Exercise goal: Output all the material that follows, exactly as given.

Coordinate annotation entries:
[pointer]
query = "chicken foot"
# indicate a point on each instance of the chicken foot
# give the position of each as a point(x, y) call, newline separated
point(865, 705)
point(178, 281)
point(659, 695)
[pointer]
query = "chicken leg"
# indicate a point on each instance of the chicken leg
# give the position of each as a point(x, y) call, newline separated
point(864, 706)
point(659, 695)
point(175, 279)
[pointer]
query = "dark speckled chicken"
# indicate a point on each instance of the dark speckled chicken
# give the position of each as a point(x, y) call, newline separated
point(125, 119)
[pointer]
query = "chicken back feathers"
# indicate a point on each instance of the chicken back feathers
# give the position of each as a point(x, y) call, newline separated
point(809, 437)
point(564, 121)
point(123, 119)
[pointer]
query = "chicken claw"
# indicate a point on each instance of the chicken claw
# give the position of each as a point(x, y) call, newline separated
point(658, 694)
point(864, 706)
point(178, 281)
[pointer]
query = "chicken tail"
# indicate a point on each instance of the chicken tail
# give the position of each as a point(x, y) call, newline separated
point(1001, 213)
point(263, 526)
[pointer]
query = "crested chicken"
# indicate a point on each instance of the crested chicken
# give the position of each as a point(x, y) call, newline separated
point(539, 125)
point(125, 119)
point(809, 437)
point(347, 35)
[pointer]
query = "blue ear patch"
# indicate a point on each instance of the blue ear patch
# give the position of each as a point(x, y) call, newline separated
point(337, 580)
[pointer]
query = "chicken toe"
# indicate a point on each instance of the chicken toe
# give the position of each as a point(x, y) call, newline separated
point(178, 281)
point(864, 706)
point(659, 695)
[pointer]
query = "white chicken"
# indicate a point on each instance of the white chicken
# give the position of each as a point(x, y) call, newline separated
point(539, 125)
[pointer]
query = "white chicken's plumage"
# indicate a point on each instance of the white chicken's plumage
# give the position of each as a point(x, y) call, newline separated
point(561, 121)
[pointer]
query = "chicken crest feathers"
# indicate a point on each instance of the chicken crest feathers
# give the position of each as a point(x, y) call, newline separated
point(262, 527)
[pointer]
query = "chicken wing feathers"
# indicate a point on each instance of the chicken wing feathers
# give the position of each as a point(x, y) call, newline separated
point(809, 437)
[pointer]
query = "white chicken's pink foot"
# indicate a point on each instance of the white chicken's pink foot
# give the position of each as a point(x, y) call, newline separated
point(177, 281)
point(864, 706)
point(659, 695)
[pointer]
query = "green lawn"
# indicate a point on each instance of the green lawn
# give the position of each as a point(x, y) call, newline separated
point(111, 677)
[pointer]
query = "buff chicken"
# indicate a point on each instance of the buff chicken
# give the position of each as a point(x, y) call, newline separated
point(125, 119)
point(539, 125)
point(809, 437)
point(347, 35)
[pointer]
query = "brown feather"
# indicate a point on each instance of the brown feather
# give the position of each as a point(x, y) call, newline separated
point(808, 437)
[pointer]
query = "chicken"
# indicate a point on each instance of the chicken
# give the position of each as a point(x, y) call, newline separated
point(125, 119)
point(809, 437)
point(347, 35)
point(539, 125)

Problem solution:
[pointer]
query = "chicken foot"
# indicate a point on each instance of the chicken foot
# give the position of each as a point(x, y) call, newline separated
point(865, 705)
point(178, 281)
point(659, 695)
[pointer]
query = "chicken leg"
# indicate a point on each instance of the chicken leg
# give the position of each as a point(x, y) call, newline separated
point(864, 706)
point(659, 695)
point(175, 279)
[pointer]
query = "dark speckled chicken"
# indicate a point on each instance of the dark speckled chicken
# give the position of each as a point(x, y) call, newline separated
point(125, 119)
[pointer]
query = "chicken back feathers"
# indicate a point on each instance of the chicken back feathers
# give the position of each as a point(x, y) call, newline separated
point(809, 437)
point(564, 121)
point(123, 119)
[pointer]
query = "chicken claw"
# indicate a point on each instance of the chicken claw
# give the position of each as a point(x, y) call, newline separated
point(658, 694)
point(864, 706)
point(178, 281)
[pointer]
query = "chicken tail"
# indicate a point on each instance of the chicken tail
# give the position of each as a point(x, y) call, newline separated
point(1001, 213)
point(263, 526)
[pointer]
query = "crested chicken"
# indicate a point on each instance of the crested chicken
# give the position of each as a point(x, y) call, newline separated
point(539, 125)
point(125, 119)
point(809, 437)
point(347, 35)
[pointer]
query = "blue ear patch"
# indicate a point on each instance of the blue ear patch
# give the position of each as a point(x, y) call, newline separated
point(337, 580)
[pointer]
query = "chicken toe"
# indicate a point on each instance of the chicken toe
# give the position of each as a point(x, y) call, newline separated
point(178, 281)
point(864, 706)
point(659, 695)
[pointer]
query = "white chicken"
# indicate a point on each instance of the white chicken
# give the position of each as a point(x, y) call, newline separated
point(539, 125)
[pointer]
query = "white chicken's plumage"
# indicate a point on each instance of the white chicken's plumage
# give the position of each as a point(x, y) call, newline separated
point(561, 121)
[pointer]
query = "chicken crest feathers"
# indicate a point on each instance of the chicken crest feathers
# give the position of each as a point(x, y) call, newline separated
point(262, 527)
[pointer]
query = "chicken wing feathers"
# indicate a point on each instance of the chicken wing feathers
# give the position of each as a point(x, y) call, newline separated
point(809, 437)
[pointer]
query = "white chicken's pink foot"
# indicate a point on each instance of the white chicken's pink foot
# give the position of each as a point(x, y) call, newline separated
point(177, 281)
point(864, 706)
point(659, 695)
[pointer]
query = "green lawn"
# indicate a point on each instance of the green lawn
# give the position of each as a point(x, y) call, newline separated
point(111, 677)
[pointer]
query = "buff chicken"
# indicate a point on each instance of the buff chicken
# give the position of each as a point(x, y) call, newline separated
point(125, 119)
point(539, 125)
point(809, 437)
point(347, 35)
[pointer]
query = "brown feather"
# indicate a point on each instance of the brown feather
# give the position of each as a point(x, y) call, newline separated
point(808, 437)
[pointer]
query = "chicken"
# indicate a point on each instance of the chicken
# give the position of each as a point(x, y) call, newline separated
point(125, 119)
point(809, 437)
point(347, 35)
point(539, 125)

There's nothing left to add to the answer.